● **What is required**
Below are the records; count how many of their lines carry "front" and give only the number.

[[ Supplied records open ]]

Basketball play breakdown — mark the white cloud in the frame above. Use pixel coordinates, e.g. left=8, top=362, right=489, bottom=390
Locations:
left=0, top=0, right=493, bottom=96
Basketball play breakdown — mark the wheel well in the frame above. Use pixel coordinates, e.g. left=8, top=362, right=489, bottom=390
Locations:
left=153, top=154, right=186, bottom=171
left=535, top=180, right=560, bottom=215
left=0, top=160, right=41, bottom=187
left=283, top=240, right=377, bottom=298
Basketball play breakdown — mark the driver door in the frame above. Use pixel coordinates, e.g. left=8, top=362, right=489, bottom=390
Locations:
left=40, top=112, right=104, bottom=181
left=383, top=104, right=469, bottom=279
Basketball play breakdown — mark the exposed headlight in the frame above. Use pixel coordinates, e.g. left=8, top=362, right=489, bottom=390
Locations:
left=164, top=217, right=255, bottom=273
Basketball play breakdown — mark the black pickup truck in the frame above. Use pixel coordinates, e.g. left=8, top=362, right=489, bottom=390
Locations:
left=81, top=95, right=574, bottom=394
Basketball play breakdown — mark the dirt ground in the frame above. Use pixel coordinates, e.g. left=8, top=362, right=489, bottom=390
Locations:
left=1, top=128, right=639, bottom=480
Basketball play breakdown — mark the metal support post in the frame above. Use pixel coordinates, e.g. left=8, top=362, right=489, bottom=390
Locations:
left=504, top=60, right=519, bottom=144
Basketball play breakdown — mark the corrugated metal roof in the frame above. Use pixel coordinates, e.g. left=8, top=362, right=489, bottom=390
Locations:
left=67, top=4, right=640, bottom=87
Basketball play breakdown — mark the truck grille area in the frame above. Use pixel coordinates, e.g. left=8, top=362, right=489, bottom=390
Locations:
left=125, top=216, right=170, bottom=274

[[ Supplied records closed ]]
[[ Supplied records open ]]

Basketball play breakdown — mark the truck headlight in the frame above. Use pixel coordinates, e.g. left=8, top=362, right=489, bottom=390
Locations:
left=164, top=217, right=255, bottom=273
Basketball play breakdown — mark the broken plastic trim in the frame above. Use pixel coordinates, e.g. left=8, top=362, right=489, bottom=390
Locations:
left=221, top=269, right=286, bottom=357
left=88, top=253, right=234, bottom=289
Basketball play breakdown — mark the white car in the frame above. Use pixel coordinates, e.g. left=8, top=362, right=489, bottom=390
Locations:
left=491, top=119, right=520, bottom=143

[[ Supplied records closed ]]
[[ Supplied records open ]]

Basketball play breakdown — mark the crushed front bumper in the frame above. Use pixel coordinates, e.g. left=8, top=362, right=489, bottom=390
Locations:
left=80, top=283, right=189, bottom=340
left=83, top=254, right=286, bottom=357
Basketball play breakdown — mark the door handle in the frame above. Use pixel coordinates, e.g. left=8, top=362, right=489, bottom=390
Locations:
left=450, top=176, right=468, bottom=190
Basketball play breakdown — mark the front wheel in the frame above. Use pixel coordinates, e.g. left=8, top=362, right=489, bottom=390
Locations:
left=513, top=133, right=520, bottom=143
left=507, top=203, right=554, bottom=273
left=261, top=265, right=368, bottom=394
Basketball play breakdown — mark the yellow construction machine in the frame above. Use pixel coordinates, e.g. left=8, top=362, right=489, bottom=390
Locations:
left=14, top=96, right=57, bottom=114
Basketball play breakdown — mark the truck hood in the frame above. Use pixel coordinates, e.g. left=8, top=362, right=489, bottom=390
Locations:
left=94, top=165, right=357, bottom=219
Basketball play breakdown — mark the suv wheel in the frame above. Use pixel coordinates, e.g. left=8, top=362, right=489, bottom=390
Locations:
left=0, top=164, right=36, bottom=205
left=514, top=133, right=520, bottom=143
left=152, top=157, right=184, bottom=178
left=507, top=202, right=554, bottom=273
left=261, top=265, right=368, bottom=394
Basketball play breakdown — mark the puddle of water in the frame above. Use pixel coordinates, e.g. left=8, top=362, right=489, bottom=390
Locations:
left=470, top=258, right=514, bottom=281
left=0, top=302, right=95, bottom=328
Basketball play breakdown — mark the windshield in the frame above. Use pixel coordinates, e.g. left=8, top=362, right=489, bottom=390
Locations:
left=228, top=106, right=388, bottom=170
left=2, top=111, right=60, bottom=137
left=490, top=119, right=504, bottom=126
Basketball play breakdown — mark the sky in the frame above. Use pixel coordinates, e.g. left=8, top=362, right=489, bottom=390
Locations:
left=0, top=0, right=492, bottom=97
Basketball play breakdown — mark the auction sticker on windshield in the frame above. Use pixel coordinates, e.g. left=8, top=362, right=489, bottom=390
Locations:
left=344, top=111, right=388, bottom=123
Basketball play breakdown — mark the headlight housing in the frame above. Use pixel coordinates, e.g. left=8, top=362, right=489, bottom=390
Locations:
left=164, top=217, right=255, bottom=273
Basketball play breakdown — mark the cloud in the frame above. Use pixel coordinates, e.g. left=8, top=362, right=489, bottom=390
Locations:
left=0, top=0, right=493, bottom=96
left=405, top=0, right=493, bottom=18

[[ Supplied records closed ]]

● **Result of this task**
2